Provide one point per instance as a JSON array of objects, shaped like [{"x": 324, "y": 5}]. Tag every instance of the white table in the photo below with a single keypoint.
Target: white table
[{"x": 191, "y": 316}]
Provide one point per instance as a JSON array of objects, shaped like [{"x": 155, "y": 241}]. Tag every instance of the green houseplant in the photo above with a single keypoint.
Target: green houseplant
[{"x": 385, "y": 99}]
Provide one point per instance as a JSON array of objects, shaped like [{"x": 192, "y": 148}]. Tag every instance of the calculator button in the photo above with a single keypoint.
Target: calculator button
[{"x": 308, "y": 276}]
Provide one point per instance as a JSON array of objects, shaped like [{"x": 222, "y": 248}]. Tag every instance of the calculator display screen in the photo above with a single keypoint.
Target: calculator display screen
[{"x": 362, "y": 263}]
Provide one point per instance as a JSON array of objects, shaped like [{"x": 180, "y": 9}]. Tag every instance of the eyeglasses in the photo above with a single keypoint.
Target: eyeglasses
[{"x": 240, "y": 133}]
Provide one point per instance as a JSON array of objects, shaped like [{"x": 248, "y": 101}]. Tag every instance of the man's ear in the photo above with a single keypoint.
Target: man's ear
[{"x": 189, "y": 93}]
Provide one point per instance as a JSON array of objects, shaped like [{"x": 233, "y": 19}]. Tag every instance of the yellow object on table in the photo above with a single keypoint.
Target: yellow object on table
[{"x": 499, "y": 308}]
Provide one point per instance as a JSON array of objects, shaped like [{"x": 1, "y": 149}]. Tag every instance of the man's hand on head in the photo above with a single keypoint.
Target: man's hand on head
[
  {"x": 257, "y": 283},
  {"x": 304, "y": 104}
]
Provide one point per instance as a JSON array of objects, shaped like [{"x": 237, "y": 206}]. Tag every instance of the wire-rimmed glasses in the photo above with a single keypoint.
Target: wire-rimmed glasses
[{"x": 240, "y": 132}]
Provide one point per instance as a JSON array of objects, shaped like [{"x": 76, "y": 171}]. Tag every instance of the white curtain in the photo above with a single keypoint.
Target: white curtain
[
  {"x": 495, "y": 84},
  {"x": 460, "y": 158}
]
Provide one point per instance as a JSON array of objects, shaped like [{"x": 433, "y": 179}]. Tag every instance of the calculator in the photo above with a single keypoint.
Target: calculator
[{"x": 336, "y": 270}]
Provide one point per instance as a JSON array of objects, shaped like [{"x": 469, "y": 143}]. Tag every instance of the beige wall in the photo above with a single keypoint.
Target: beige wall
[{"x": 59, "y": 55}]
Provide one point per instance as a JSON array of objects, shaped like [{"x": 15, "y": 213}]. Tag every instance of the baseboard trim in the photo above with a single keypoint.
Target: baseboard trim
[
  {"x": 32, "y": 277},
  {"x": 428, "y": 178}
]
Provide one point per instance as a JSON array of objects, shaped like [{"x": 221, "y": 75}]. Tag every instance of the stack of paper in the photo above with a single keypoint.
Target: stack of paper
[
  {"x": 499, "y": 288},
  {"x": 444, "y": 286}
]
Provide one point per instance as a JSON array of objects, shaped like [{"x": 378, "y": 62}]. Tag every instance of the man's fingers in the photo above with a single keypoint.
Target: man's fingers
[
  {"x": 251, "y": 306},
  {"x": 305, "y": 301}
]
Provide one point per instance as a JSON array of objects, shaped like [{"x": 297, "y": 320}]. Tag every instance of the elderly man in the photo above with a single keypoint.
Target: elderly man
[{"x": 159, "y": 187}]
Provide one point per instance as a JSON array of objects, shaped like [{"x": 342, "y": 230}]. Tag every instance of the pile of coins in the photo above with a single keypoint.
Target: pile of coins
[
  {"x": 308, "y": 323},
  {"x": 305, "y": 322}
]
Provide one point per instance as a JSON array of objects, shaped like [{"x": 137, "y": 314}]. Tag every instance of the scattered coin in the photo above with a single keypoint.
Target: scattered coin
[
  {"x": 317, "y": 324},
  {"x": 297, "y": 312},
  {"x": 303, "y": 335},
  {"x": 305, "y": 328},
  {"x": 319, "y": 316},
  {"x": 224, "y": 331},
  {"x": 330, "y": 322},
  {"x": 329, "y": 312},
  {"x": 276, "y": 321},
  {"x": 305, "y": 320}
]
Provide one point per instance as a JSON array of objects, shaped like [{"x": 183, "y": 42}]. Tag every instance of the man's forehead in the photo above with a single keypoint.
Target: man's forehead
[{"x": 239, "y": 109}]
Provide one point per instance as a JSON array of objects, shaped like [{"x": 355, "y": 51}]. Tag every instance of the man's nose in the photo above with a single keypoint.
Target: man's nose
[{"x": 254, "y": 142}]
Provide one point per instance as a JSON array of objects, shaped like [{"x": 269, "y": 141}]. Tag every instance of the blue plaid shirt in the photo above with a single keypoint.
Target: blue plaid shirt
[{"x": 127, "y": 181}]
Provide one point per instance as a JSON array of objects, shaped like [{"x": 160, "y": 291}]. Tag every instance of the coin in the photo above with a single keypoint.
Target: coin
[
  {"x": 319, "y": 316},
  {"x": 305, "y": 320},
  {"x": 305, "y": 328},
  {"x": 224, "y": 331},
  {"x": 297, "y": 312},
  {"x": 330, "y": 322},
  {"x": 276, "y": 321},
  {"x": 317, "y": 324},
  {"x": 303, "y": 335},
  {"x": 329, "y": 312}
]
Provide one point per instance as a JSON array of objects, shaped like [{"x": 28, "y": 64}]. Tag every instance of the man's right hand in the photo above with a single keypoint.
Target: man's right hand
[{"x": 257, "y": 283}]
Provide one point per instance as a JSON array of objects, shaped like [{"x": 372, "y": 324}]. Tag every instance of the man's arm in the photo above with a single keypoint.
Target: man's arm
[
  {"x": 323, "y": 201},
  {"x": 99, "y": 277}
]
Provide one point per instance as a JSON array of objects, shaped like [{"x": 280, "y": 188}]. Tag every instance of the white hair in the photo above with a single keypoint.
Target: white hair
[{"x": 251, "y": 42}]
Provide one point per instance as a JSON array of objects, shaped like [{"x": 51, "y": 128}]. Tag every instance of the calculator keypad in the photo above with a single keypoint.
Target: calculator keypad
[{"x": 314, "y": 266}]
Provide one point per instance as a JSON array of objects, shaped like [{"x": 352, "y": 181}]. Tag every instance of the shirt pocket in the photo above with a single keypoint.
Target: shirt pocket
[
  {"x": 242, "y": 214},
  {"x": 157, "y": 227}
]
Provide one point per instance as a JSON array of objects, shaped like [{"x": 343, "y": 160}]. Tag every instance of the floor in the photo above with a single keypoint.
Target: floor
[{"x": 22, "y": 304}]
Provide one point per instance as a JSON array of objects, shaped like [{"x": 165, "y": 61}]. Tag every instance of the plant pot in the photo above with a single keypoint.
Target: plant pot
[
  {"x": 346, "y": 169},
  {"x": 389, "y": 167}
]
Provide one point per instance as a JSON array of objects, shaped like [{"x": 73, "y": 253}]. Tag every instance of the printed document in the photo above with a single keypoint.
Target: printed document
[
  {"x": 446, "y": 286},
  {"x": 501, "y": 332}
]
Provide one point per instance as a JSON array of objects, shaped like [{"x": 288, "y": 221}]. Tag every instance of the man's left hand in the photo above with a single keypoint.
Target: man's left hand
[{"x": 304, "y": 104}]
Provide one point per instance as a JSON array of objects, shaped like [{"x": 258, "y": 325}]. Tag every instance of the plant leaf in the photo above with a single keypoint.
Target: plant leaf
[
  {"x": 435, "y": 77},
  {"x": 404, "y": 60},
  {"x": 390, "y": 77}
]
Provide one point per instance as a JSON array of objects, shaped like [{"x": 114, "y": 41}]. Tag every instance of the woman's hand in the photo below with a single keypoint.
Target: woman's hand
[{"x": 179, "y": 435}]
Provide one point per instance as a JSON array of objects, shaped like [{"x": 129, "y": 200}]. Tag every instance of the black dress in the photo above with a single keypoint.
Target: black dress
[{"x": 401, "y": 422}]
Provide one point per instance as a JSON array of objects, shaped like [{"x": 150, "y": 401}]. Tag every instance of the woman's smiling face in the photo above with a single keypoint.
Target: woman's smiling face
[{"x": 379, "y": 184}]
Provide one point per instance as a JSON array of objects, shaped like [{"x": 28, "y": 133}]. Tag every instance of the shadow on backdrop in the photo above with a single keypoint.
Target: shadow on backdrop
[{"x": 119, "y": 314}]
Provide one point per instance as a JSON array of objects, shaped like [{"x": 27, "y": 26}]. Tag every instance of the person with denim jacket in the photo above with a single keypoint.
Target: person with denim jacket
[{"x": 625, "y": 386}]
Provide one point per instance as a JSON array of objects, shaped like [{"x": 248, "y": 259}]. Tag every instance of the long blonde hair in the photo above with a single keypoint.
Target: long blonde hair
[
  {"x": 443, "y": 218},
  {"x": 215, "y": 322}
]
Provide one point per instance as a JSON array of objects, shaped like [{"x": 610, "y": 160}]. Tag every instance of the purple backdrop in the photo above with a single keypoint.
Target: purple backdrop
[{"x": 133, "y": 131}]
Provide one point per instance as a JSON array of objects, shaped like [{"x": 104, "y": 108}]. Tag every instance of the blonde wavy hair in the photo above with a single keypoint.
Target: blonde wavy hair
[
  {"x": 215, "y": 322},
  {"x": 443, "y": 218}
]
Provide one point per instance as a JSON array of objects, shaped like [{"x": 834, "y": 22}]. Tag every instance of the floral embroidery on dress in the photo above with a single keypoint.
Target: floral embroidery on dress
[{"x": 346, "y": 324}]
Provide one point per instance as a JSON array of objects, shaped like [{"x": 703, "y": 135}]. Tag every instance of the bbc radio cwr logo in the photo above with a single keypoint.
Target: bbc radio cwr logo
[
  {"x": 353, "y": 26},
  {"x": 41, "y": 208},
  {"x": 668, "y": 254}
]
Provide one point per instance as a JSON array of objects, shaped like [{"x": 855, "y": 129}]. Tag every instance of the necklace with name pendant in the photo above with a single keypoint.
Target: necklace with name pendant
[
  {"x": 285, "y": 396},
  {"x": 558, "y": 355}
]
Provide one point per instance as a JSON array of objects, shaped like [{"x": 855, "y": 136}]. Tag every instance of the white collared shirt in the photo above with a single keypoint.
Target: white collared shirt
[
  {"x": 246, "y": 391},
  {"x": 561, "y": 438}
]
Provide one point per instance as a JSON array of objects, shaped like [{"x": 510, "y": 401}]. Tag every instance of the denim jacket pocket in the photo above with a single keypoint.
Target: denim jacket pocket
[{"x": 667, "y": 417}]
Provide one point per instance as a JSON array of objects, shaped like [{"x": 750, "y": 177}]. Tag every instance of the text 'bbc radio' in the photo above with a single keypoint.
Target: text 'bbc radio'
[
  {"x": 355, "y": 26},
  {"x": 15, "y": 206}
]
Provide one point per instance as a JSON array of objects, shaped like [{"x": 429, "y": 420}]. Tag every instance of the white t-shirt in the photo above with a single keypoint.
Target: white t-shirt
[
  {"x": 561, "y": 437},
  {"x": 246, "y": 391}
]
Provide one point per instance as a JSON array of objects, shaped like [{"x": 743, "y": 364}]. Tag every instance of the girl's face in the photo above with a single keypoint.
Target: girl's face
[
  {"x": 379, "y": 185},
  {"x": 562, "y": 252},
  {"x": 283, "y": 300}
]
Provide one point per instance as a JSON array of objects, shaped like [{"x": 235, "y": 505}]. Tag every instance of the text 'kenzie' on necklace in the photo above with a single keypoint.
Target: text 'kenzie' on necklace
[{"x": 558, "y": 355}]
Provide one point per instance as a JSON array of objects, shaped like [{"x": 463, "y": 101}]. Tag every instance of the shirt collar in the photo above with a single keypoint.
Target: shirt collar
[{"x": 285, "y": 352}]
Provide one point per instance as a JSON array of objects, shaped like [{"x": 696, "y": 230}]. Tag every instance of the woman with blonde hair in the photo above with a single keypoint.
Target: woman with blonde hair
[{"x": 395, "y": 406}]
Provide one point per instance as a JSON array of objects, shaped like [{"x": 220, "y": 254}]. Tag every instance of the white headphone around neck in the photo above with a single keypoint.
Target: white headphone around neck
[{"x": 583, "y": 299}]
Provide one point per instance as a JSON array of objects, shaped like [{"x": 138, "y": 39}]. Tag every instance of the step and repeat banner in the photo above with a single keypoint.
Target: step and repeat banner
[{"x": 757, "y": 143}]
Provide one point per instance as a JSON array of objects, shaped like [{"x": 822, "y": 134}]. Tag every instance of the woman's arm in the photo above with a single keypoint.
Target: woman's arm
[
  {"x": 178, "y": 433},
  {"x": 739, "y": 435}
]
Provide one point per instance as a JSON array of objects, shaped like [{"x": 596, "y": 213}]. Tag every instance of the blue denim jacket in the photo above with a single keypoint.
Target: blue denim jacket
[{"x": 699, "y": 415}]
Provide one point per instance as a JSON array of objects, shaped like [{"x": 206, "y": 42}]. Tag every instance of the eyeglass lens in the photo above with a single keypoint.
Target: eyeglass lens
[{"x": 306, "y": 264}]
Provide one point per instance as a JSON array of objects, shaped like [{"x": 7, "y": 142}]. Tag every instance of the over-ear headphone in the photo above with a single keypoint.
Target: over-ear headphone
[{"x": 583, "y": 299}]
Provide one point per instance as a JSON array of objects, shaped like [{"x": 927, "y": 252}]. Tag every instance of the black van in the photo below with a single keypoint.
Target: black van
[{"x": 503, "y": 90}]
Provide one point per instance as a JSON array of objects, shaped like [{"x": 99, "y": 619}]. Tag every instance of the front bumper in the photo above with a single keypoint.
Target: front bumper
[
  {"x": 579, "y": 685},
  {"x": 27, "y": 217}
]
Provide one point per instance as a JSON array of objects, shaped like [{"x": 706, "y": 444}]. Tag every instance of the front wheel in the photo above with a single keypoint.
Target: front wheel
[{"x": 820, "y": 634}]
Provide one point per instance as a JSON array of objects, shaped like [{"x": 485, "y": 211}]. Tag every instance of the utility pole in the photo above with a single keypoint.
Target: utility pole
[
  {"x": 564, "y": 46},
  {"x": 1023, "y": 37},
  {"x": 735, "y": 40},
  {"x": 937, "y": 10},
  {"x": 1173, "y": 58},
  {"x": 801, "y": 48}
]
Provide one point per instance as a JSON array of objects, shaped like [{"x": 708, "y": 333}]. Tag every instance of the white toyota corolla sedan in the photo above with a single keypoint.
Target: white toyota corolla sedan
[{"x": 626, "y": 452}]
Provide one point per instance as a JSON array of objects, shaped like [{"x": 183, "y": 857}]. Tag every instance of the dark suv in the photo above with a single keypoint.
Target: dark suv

——

* _What this task involves_
Transcribe exactly, and only, the lines from the one bearing "the front wheel" through the last line of the entries, counting both.

* _Result of this task_
Provide one point per instance as a JSON array of objects, shaped like [{"x": 706, "y": 444}]. Tag every instance of the front wheel in the photo above with a single keypoint.
Target: front wheel
[{"x": 820, "y": 634}]
Provide one point per instance as a JSON array of objects, shaped like [{"x": 485, "y": 211}]. Tag every instance of the utility pole in the photo above with a single keypoint.
Target: utility pole
[
  {"x": 564, "y": 46},
  {"x": 1023, "y": 37},
  {"x": 735, "y": 40},
  {"x": 937, "y": 10},
  {"x": 1173, "y": 58},
  {"x": 801, "y": 48}
]
Provide one point per instance as a JSON array of objects, shaped like [{"x": 708, "y": 333}]. Tag every instance of the white toyota corolla sedan in the photo above with a single keypoint.
Target: white toyota corolla sedan
[{"x": 626, "y": 452}]
Provide one point per instance as a JSON array of objects, shaped like [{"x": 183, "y": 857}]. Tag every instance of the dark suv in the photo above with a single keypoint.
Target: dark suv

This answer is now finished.